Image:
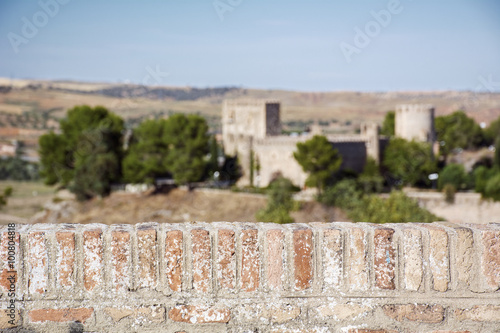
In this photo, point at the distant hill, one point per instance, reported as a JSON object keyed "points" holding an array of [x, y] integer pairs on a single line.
{"points": [[49, 100]]}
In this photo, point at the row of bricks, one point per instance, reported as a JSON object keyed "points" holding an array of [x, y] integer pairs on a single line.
{"points": [[337, 256], [264, 314]]}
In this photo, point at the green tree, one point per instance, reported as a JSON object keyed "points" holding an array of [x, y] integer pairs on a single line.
{"points": [[492, 132], [279, 203], [86, 156], [187, 140], [370, 180], [409, 162], [457, 130], [389, 124], [317, 157], [453, 174], [7, 192], [147, 156]]}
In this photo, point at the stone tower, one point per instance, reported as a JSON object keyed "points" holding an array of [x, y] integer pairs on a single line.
{"points": [[415, 122], [243, 122], [371, 131]]}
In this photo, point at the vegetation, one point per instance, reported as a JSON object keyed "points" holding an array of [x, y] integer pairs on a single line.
{"points": [[7, 192], [280, 202], [453, 174], [409, 162], [317, 157], [86, 156], [362, 207]]}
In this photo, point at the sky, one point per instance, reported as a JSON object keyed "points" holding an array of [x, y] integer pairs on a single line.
{"points": [[313, 45]]}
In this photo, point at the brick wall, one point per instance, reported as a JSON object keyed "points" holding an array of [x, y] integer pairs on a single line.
{"points": [[245, 277]]}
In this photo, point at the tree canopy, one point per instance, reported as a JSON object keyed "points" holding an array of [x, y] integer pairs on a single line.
{"points": [[317, 157], [86, 156], [409, 162]]}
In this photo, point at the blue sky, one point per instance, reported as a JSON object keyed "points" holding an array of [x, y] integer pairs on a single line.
{"points": [[269, 44]]}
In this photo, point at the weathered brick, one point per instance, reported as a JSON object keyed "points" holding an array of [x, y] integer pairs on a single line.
{"points": [[412, 259], [226, 272], [384, 258], [491, 258], [361, 330], [349, 311], [415, 312], [332, 258], [250, 260], [9, 319], [173, 259], [439, 258], [38, 263], [303, 249], [120, 260], [488, 313], [8, 274], [155, 314], [65, 277], [201, 260], [275, 273], [358, 270], [199, 314], [283, 313], [92, 258], [464, 257], [147, 258], [60, 315]]}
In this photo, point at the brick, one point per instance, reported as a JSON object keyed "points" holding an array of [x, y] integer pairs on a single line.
{"points": [[491, 258], [92, 258], [250, 260], [173, 259], [65, 276], [8, 274], [360, 330], [147, 258], [60, 315], [9, 319], [412, 259], [488, 313], [464, 257], [332, 258], [439, 258], [303, 249], [415, 312], [155, 314], [199, 314], [38, 263], [384, 258], [275, 273], [282, 314], [120, 260], [201, 260], [358, 270], [349, 311], [226, 272]]}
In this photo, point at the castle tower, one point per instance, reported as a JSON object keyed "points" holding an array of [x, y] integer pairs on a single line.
{"points": [[415, 122], [371, 131], [243, 122]]}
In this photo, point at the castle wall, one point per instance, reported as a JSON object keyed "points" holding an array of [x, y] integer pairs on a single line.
{"points": [[251, 277], [415, 122]]}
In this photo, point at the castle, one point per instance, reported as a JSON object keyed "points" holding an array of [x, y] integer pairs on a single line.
{"points": [[251, 130]]}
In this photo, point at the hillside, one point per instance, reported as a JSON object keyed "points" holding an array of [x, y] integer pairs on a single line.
{"points": [[36, 104]]}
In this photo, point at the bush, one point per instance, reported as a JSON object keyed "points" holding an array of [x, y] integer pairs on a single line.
{"points": [[449, 193], [279, 203], [453, 174]]}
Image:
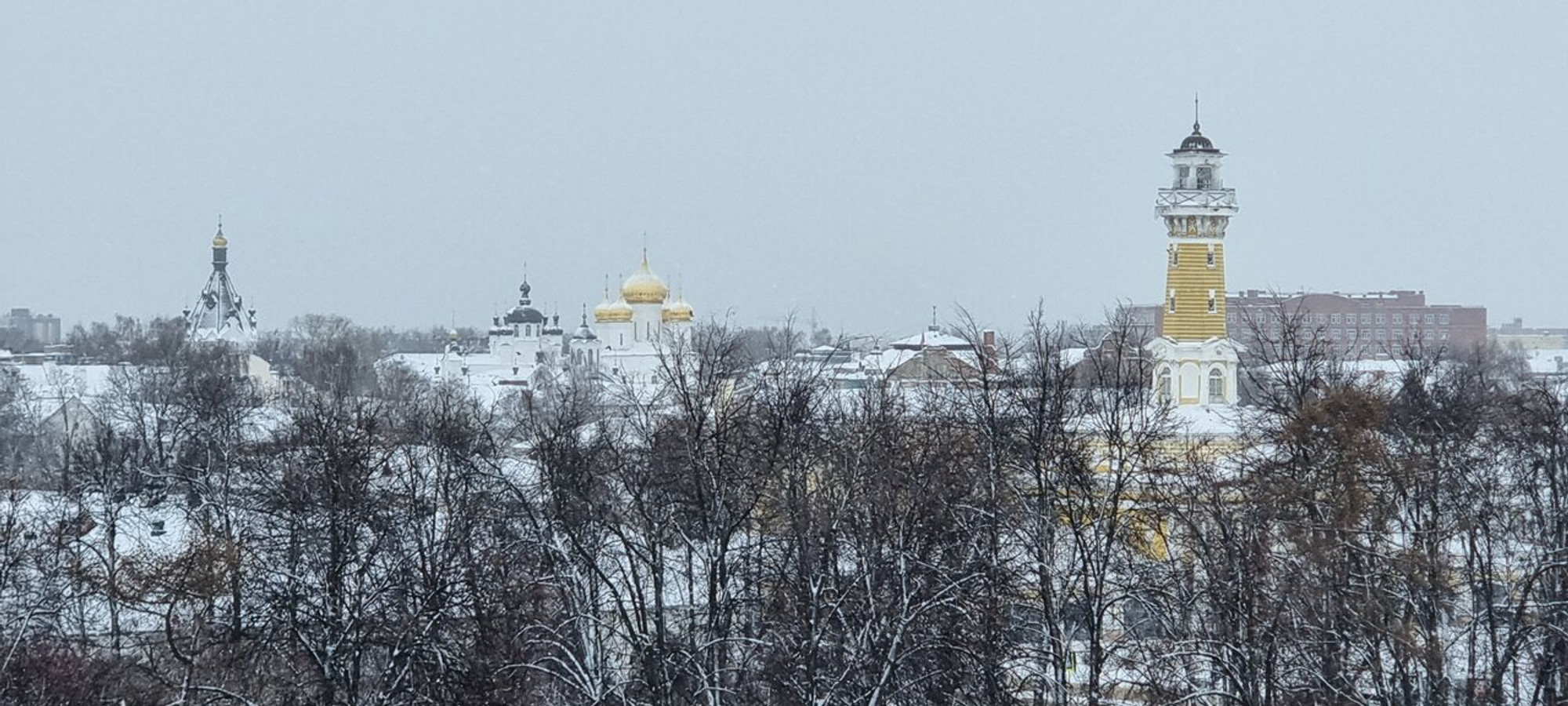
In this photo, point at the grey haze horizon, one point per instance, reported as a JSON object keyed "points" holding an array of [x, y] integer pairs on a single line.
{"points": [[848, 164]]}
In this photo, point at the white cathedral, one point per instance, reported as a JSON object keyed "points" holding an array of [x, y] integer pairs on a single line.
{"points": [[526, 348]]}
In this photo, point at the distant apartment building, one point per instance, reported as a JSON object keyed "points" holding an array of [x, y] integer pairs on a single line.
{"points": [[1357, 326], [21, 329], [1517, 335]]}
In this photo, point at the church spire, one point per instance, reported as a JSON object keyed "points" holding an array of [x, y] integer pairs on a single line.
{"points": [[220, 311]]}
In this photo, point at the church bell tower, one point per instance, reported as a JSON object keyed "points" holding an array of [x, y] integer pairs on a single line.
{"points": [[1196, 358]]}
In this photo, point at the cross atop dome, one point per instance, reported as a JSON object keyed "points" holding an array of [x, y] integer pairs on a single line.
{"points": [[220, 313]]}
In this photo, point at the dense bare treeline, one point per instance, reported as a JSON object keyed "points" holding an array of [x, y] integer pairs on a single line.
{"points": [[744, 533]]}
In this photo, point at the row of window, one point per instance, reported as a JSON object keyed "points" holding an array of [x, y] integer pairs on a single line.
{"points": [[1385, 335], [1214, 304], [1367, 319], [1163, 387], [1177, 257]]}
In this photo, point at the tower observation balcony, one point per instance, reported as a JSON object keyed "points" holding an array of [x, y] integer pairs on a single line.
{"points": [[1197, 198]]}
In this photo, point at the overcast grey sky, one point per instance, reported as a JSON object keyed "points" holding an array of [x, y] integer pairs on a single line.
{"points": [[399, 164]]}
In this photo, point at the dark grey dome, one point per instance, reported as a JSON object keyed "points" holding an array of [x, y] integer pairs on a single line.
{"points": [[1197, 142], [524, 315]]}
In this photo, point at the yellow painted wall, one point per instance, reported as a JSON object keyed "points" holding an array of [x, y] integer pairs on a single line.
{"points": [[1192, 278]]}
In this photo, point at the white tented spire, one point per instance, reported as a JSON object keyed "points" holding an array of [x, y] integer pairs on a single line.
{"points": [[220, 311]]}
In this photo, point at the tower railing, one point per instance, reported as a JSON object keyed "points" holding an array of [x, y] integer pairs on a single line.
{"points": [[1210, 198]]}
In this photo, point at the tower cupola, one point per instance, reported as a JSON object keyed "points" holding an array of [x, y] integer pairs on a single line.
{"points": [[1197, 362]]}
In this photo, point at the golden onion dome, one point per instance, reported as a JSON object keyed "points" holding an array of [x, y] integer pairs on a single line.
{"points": [[644, 286], [678, 311], [612, 313]]}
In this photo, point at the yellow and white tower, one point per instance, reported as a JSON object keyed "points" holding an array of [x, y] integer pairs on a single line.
{"points": [[1196, 358]]}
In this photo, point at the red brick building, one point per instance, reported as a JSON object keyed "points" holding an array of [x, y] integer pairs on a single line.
{"points": [[1359, 326]]}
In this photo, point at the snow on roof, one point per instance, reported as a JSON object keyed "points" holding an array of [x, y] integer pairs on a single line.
{"points": [[1547, 362], [932, 340], [56, 382]]}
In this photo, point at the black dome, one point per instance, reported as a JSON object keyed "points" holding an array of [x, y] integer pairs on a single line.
{"points": [[1197, 142], [524, 315]]}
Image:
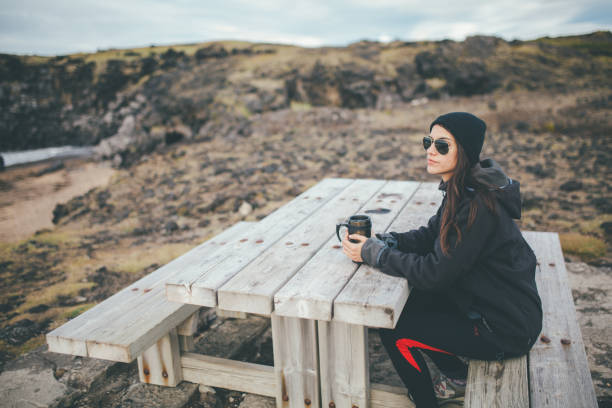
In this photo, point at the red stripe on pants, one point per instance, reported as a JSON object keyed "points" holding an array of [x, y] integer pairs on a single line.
{"points": [[404, 346]]}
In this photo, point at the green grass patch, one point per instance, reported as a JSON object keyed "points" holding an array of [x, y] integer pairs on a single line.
{"points": [[586, 247]]}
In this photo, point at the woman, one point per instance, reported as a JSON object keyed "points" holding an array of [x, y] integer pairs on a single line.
{"points": [[471, 272]]}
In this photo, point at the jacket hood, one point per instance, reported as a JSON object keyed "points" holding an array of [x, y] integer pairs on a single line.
{"points": [[506, 190]]}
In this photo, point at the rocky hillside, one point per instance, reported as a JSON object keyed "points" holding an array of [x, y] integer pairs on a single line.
{"points": [[162, 94], [202, 136]]}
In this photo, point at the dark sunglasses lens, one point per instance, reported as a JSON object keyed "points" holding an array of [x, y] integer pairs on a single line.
{"points": [[441, 146]]}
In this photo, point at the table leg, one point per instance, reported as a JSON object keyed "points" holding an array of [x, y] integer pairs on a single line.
{"points": [[295, 362], [160, 364], [343, 353], [186, 330]]}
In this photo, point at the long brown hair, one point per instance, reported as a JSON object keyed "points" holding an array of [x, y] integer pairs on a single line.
{"points": [[455, 191]]}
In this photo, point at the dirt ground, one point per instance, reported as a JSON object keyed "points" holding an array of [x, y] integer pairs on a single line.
{"points": [[27, 200], [118, 225]]}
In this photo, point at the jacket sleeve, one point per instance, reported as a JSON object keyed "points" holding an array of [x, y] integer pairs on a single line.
{"points": [[435, 271], [419, 240]]}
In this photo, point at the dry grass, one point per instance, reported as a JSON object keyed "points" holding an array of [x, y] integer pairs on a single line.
{"points": [[588, 248]]}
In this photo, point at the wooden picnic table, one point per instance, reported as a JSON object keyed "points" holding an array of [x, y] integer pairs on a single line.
{"points": [[290, 266]]}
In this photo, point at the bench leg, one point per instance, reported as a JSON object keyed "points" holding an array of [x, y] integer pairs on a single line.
{"points": [[343, 352], [295, 362], [186, 330], [160, 364]]}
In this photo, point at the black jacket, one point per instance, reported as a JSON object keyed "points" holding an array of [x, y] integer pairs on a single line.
{"points": [[489, 275]]}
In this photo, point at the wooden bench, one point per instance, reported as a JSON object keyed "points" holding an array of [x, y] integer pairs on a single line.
{"points": [[289, 268]]}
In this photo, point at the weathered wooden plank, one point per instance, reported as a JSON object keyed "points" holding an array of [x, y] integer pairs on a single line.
{"points": [[386, 396], [198, 283], [497, 384], [344, 364], [253, 288], [311, 292], [190, 325], [559, 373], [231, 314], [372, 298], [229, 374], [160, 364], [296, 364], [124, 335]]}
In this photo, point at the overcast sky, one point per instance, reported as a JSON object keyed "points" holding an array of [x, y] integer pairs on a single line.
{"points": [[53, 27]]}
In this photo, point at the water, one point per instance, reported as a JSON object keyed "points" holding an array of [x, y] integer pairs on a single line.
{"points": [[36, 155]]}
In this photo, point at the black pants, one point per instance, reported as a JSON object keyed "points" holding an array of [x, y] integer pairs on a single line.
{"points": [[432, 325]]}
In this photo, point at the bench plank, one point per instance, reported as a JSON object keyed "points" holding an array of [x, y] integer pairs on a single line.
{"points": [[388, 396], [198, 284], [310, 293], [230, 374], [497, 384], [345, 373], [160, 364], [559, 373], [296, 362], [254, 287], [106, 331], [372, 298]]}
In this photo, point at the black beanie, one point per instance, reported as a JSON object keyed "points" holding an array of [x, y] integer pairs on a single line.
{"points": [[467, 129]]}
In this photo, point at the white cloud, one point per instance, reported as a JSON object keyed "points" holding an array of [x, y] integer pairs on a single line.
{"points": [[61, 26]]}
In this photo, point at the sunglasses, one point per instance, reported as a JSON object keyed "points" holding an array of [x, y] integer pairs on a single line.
{"points": [[441, 145]]}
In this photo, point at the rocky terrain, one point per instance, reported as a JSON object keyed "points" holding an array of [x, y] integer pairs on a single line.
{"points": [[203, 136]]}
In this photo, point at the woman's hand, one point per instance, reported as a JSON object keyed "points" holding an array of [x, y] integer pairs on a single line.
{"points": [[353, 250]]}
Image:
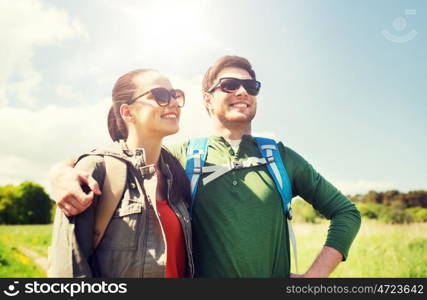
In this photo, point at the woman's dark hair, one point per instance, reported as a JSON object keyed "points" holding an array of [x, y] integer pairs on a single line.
{"points": [[181, 182], [122, 94]]}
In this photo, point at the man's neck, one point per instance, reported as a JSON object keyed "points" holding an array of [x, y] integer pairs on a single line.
{"points": [[232, 131]]}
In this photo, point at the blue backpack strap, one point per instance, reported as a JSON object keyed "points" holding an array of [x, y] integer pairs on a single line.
{"points": [[276, 168], [196, 156]]}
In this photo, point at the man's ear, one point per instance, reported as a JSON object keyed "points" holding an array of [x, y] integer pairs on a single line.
{"points": [[125, 112]]}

::::::::

= WHAT YOU WILL DO =
What is needed is an exact repetition of every line from the line with "In this photo, point at the white cloud, one" to the end of the data above, both ends included, with no pictures.

= ANSWER TO THE PROBLEM =
In this photo, point at the white cloud, one point per instance, reported as a JSON object keyed "points" holding an array of [x, y] integer pairs on a single line.
{"points": [[61, 26]]}
In this photo, point at the sunglasses, one point per instance, reported as a JSON object keyed "points" holding an array of [x, y] integer pairs on a single line.
{"points": [[441, 145]]}
In this photo, point at the rocky terrain, one point per instance, reported as a JSON object keyed "points" holding an array of [x, y] integer pairs on a single line.
{"points": [[203, 136]]}
In this photo, point at the woman's hand, one point per instance, reported as a JSON object keyed "points" holding an array of [x, y] integer pairs on a single line.
{"points": [[353, 250]]}
Image:
In this photo, point at the woman's dark hair, one point per instance, reported as a JSON object keyed "points" holding an array of [x, y] integer pairs on a single line.
{"points": [[181, 182], [122, 94]]}
In this photo, point at the man's neck, one point per instance, reported as a JSON object keyed "points" holding an array of [x, y] integer pairs on a single line.
{"points": [[232, 131]]}
In this photo, point at the blue backpack strap, one point per instance, reported as a JSON object keyed "points" holding an array of [x, y] integer pairs on a single line.
{"points": [[276, 168], [196, 156]]}
In this photo, point at the man's ear, one point per instance, reported as a JSON object keyed "points" holding an array of [x, y] integer pairs on a single line.
{"points": [[125, 112]]}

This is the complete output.